Communicable Disease
What is a Communicable Disease?
A communicable disease (infectious disease) is one that can be spread from person to person (or from animals to humans). It is caused by a pathogen — a microorganism that enters the body and causes harm.
Types of Pathogen
| Pathogen | Type of organism | Examples | Treatment |
|---|---|---|---|
| Bacteria | Prokaryote | Salmonella (food poisoning), Streptococcus (strep throat), TB (Mycobacterium tuberculosis) | Antibiotics |
| Virus | Non-living particle; uses host cells | Influenza, COVID-19, HIV, measles | Antivirals (limited); vaccination |
| Fungi | Eukaryote | Athlete's foot (Tinea pedis), ringworm | Antifungal drugs |
| Protists | Single-celled eukaryote | Malaria (Plasmodium) | Antimalarial drugs (e.g., artemisinin) |
How pathogens cause disease: By damaging cells/tissues and/or producing toxins.

What you should do:
Reproduce the passage on communicable disease between "A communicable disease (infectious" and "and causes harm.", inclusive, renaming "person" to "individual" at each occurrence.

Phrase grounding data:

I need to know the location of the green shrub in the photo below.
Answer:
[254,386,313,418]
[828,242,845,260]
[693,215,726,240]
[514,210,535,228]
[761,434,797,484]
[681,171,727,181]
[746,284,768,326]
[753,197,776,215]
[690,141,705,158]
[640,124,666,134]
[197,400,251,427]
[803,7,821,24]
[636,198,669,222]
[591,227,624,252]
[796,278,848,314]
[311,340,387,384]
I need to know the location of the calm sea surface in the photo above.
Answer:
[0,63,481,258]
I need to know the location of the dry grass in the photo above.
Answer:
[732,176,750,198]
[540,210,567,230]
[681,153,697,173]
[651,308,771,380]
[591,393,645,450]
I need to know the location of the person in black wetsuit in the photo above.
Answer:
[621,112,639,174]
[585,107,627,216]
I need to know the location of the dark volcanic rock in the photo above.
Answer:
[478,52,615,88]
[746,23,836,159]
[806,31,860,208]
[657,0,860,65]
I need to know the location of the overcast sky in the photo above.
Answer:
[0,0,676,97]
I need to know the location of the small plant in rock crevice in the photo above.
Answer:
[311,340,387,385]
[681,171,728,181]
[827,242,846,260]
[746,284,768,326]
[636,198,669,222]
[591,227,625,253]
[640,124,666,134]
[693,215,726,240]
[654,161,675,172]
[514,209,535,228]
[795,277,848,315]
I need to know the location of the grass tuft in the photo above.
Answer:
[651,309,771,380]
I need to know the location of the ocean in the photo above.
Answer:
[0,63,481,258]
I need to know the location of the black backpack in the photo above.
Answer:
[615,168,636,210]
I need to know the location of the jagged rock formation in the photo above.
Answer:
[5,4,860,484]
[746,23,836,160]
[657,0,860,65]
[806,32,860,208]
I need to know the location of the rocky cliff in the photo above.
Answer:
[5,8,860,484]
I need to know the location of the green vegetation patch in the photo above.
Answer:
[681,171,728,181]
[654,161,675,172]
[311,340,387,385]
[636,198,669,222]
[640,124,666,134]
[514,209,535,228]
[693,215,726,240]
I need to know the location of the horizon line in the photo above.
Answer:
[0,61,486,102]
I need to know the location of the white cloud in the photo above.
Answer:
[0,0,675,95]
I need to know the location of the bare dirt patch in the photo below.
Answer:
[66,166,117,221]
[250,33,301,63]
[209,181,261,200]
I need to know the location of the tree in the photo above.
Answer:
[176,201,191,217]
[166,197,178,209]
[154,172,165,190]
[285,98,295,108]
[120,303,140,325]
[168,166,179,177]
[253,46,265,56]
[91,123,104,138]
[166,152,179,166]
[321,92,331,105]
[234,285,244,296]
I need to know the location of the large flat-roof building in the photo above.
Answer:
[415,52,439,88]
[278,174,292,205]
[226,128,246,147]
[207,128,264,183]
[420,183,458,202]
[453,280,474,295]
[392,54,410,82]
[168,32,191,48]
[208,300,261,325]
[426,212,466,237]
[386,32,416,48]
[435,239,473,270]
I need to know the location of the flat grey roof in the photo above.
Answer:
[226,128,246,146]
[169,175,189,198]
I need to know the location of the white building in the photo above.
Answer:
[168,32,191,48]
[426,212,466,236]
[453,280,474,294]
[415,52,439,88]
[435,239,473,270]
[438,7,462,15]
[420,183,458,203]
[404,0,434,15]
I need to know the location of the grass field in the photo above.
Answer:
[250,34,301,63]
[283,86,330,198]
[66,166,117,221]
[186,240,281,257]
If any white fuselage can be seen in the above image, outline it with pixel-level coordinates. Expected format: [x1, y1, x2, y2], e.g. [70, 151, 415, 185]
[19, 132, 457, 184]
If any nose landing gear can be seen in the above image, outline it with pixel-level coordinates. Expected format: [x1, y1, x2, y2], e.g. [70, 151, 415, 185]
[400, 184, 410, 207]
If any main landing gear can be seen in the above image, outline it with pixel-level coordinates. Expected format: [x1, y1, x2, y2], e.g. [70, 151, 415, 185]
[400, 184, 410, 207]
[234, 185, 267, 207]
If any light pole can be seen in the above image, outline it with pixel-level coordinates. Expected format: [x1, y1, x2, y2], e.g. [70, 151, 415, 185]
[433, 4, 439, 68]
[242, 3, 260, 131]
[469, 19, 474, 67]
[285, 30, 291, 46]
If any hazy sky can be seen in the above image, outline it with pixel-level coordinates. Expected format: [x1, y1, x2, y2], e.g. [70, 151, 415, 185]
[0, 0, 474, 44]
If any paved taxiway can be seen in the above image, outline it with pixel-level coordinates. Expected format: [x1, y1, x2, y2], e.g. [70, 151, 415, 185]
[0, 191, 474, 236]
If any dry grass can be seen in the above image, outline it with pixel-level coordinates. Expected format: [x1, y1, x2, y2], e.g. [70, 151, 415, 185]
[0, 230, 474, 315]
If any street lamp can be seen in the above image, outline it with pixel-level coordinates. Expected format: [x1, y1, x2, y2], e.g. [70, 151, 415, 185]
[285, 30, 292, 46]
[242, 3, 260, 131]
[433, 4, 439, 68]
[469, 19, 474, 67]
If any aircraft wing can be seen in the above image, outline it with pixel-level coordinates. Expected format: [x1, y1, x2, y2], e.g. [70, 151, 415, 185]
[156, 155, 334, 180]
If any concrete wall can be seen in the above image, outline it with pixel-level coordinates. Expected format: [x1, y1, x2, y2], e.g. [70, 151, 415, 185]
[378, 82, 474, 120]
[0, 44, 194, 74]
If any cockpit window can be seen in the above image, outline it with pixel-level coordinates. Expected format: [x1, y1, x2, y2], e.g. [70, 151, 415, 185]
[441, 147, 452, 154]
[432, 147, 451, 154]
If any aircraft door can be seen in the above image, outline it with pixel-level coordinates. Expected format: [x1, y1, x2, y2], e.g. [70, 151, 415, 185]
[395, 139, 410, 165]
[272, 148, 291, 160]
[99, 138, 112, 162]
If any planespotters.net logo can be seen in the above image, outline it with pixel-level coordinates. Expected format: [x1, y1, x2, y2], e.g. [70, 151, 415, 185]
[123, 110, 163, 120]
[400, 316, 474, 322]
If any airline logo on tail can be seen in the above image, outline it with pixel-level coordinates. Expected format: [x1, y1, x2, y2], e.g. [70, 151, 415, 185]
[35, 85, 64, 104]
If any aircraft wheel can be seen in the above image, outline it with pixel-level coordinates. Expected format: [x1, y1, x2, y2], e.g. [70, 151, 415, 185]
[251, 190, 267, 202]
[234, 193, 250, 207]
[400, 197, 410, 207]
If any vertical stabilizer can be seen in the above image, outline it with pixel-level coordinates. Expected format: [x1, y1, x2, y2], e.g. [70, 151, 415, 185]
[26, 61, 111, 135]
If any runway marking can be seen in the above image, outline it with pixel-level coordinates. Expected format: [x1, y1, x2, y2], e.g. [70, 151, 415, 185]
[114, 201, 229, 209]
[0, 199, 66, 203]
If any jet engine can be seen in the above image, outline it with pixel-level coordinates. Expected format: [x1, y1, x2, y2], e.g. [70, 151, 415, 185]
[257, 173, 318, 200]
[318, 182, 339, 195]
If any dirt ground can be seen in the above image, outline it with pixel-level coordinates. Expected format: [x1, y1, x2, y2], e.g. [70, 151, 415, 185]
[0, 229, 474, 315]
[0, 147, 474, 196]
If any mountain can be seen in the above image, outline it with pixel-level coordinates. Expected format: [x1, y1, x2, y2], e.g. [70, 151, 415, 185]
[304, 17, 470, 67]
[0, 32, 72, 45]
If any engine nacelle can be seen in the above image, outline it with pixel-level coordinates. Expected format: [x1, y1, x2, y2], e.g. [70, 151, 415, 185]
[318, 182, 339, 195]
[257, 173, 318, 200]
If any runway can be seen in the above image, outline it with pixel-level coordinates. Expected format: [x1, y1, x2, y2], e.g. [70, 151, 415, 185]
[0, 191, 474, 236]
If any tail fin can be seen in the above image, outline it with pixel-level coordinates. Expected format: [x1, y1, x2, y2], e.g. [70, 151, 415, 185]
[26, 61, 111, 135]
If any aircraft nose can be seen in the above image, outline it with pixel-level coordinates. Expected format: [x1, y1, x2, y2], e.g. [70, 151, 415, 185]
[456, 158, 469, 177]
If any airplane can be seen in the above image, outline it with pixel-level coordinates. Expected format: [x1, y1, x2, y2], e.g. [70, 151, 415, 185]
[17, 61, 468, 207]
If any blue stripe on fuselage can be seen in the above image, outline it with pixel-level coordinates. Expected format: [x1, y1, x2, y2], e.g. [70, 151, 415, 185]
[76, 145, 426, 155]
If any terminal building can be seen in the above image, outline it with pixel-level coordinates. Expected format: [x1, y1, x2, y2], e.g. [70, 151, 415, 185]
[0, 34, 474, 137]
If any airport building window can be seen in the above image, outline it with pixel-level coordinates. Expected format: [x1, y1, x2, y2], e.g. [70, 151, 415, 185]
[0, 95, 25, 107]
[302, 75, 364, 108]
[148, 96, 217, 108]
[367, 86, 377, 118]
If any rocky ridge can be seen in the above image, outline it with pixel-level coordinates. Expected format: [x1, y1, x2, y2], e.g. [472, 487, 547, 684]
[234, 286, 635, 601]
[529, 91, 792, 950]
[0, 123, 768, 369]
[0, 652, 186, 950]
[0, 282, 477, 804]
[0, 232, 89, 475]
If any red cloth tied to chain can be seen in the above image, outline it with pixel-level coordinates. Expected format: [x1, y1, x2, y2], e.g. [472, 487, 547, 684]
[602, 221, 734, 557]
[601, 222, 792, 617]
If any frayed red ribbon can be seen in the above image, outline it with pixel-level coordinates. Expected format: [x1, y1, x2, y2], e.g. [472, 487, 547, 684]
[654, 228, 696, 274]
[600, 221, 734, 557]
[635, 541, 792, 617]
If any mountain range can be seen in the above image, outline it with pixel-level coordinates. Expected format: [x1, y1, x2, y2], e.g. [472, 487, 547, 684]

Solution to the exercise:
A communicable disease (infectious disease) is one that can be spread from individual to individual (or from animals to humans). It is caused by a pathogen — a microorganism that enters the body and causes harm.